#### WHAT IS REQUIRED:
Retype all of the records below without changing a character, and leave the pictures out of your copy.

Records for labeling and segmentation:
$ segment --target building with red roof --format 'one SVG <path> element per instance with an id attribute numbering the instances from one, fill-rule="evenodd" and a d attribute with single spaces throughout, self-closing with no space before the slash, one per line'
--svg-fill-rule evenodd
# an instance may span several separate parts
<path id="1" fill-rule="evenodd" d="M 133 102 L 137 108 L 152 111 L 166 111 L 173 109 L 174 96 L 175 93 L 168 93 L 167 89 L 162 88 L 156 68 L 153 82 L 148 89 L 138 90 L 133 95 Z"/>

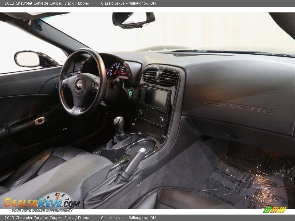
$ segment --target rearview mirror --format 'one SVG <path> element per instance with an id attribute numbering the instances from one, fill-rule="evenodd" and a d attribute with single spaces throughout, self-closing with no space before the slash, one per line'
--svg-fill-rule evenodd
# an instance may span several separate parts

#### REPLY:
$ segment --target building with red roof --format 'one SVG <path> element per instance with an id attribute numbering the instances from one, fill-rule="evenodd" and a d attribute with single spaces throughout, self-closing with no space before the slash, one per line'
--svg-fill-rule evenodd
# an instance may span several separate parts
<path id="1" fill-rule="evenodd" d="M 133 102 L 137 108 L 152 111 L 166 111 L 173 109 L 174 96 L 175 93 L 168 93 L 167 89 L 162 88 L 156 68 L 153 82 L 148 89 L 138 90 L 133 95 Z"/>

$ segment --target rearview mirror --format 'one SVG <path> element per instance with an id attribute numbering the instances from one, fill-rule="evenodd" and a d attribute with single spaces throughout, self-closing with no space before the slash, one per line'
--svg-fill-rule evenodd
# an instance may span several separate parts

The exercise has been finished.